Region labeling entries
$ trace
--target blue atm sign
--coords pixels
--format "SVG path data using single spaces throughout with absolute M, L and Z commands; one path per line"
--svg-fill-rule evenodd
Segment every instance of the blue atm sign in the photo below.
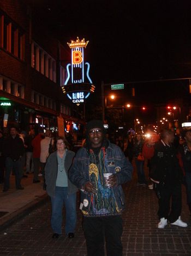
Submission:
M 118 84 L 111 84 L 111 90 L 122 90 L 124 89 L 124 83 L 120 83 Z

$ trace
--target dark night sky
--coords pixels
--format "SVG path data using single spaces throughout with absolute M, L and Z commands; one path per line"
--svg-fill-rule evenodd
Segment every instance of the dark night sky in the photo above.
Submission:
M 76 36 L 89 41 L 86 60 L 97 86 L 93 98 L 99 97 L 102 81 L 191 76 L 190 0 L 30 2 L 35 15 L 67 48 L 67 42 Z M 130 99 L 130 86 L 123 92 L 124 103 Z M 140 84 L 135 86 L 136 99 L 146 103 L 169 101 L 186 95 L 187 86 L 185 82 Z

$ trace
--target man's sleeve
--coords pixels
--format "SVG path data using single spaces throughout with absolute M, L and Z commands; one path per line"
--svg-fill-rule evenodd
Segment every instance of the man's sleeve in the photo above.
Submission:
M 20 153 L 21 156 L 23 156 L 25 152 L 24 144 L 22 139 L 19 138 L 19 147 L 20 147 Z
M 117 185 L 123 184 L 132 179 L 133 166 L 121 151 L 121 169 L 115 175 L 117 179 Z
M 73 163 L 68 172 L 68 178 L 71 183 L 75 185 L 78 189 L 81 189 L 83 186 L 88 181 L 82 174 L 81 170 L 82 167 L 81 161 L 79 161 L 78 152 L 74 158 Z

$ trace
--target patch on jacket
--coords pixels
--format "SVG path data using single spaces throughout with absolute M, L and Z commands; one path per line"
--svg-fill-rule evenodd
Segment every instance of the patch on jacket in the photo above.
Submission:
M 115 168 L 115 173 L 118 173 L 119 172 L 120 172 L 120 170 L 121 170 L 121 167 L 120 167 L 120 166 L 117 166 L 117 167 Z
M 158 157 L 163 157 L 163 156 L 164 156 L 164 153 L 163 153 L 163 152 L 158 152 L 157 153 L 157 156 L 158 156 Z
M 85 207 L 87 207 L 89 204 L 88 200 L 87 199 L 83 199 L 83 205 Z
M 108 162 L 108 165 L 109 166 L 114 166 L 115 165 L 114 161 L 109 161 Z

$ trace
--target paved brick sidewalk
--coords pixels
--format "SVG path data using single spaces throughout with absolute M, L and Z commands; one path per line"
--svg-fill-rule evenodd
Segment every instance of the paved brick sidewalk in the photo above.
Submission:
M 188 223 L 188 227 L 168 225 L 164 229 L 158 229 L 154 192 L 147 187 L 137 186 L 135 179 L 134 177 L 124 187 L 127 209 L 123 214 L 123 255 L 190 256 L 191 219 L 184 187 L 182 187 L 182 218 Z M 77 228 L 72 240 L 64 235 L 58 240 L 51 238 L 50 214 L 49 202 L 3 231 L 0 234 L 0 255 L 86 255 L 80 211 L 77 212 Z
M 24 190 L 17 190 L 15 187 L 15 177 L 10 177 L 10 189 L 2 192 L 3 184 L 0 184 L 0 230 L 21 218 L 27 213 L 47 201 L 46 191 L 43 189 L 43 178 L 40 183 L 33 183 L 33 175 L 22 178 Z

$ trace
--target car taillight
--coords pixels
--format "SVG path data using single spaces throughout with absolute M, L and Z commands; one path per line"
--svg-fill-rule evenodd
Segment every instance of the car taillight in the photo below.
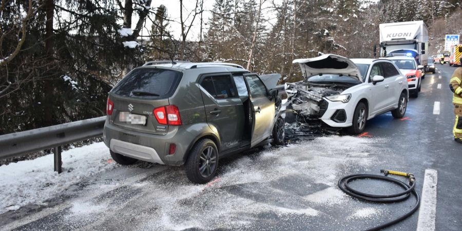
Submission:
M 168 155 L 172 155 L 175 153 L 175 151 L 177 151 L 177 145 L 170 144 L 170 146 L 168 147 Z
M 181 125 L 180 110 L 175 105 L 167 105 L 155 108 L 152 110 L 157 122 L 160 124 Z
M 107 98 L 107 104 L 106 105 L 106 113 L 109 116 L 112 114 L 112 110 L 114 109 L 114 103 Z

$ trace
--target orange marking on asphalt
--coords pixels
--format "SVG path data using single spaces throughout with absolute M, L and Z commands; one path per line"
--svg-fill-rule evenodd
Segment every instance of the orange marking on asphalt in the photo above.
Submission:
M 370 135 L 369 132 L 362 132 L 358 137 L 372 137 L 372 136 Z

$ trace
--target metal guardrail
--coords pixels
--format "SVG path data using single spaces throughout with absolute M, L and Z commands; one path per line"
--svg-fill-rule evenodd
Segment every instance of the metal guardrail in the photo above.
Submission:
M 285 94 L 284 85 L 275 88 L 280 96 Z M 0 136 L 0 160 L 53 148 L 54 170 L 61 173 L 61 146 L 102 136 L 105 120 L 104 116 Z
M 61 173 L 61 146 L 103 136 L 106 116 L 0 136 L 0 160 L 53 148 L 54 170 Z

*Directions for this task*.
Rewrite the entries above as a two-column CSV with the header columns "request" and "answer," one row per entry, placing the full text of each request and its submission in a single double-quoted field each and replacing every line break with a space. Omit the pictures.

*The output*.
request,answer
"$ trace --target blue atm sign --coords pixels --format ""SVG path data using single spaces throughout with absolute M, L and Z commands; one path per line"" --svg-fill-rule evenodd Segment every instance of the blue atm sign in the photo below. Submission:","M 118 84 L 111 84 L 111 90 L 122 90 L 124 89 L 124 83 L 120 83 Z"
"$ trace --target dark night sky --coords pixels --format ""SVG path data using single spaces throughout with absolute M, L and Z commands; one path per line"" --svg-fill-rule evenodd Segment every instance of the dark night sky in the photo above. Submission:","M 76 36 L 89 41 L 86 60 L 97 86 L 93 98 L 99 97 L 102 81 L 191 76 L 190 0 L 30 2 L 35 15 L 67 48 L 67 42 Z M 130 99 L 130 86 L 123 92 L 124 103 Z M 140 84 L 135 86 L 136 99 L 146 103 L 169 101 L 186 95 L 187 86 L 185 82 Z"
"$ trace --target man's sleeve --coords pixels --format ""SVG path data using single spaces throughout with absolute M, L and Z commands; one path per line"" --svg-fill-rule evenodd Segment every instance of the man's sleeve in the photo above. Submission:","M 20 153 L 21 156 L 23 156 L 25 152 L 24 144 L 22 139 L 19 138 L 19 147 L 20 147 Z M 117 185 L 123 184 L 132 179 L 133 166 L 121 151 L 121 169 L 115 175 L 117 179 Z M 73 163 L 68 172 L 68 178 L 71 183 L 75 185 L 78 189 L 81 189 L 83 186 L 88 181 L 82 174 L 81 170 L 82 167 L 81 161 L 79 161 L 78 152 L 74 158 Z"
"$ trace --target patch on jacket --coords pixels --format ""SVG path data using single spaces throughout with absolute M, L and Z commands; one path per line"" --svg-fill-rule evenodd Segment every instance of the patch on jacket in the photo above. Submission:","M 115 168 L 115 173 L 118 173 L 119 172 L 120 172 L 120 170 L 121 170 L 121 167 L 120 167 L 120 166 L 117 166 L 117 167 Z M 158 157 L 163 157 L 163 156 L 164 156 L 164 153 L 163 153 L 163 152 L 158 152 L 157 153 L 157 156 L 158 156 Z M 85 207 L 87 207 L 89 204 L 88 200 L 87 199 L 83 199 L 83 205 Z M 108 162 L 108 165 L 109 166 L 114 166 L 115 165 L 114 161 L 109 161 Z"
"$ trace --target paved brick sidewalk --coords pixels --format ""SVG path data using single spaces throughout with absolute M, L and Z commands; one path per line"" --svg-fill-rule evenodd Segment every instance of the paved brick sidewalk in the photo above. Submission:","M 188 223 L 188 227 L 168 225 L 164 229 L 158 229 L 154 192 L 147 187 L 137 186 L 135 179 L 134 177 L 124 187 L 127 209 L 123 214 L 123 255 L 190 256 L 191 219 L 184 187 L 182 187 L 182 218 Z M 77 228 L 72 240 L 64 235 L 58 240 L 51 238 L 50 214 L 49 202 L 3 231 L 0 234 L 0 255 L 86 255 L 80 211 L 77 212 Z M 24 190 L 17 190 L 15 187 L 15 177 L 10 177 L 10 189 L 2 192 L 3 184 L 0 184 L 0 230 L 21 218 L 27 213 L 47 201 L 46 191 L 43 189 L 43 178 L 40 183 L 33 183 L 33 175 L 22 178 Z"
"$ trace --target car taillight --coords pixels --format ""SVG path data using single spaces throughout with absolute M, L and Z commands; one path per line"" --svg-fill-rule evenodd Segment every instance of the car taillight in the photo below. Submission:","M 168 155 L 172 155 L 175 153 L 175 151 L 177 151 L 177 145 L 170 144 L 170 146 L 168 147 Z M 181 125 L 180 110 L 175 105 L 167 105 L 155 108 L 152 110 L 157 122 L 160 124 Z M 107 98 L 107 104 L 106 105 L 106 113 L 109 116 L 112 114 L 112 110 L 114 109 L 114 103 Z"
"$ trace --target orange marking on asphalt --coords pixels --format ""SVG path data using single spaces throughout with absolute M, L and Z commands; one path per line"" --svg-fill-rule evenodd Segment every instance of the orange marking on asphalt in the photo above. Submission:","M 370 135 L 369 132 L 362 132 L 358 137 L 372 137 L 372 136 Z"
"$ trace --target metal guardrail --coords pixels --format ""SVG path data using single spaces throughout with absolute M, L and Z commands; one path per line"" --svg-fill-rule evenodd Segment every instance of the metal guardrail in the photo above. Submission:","M 285 94 L 284 85 L 275 88 L 280 96 Z M 0 136 L 0 160 L 53 148 L 54 170 L 61 173 L 61 146 L 102 136 L 105 120 L 104 116 Z M 61 173 L 61 146 L 103 136 L 106 116 L 0 136 L 0 160 L 53 148 L 54 170 Z"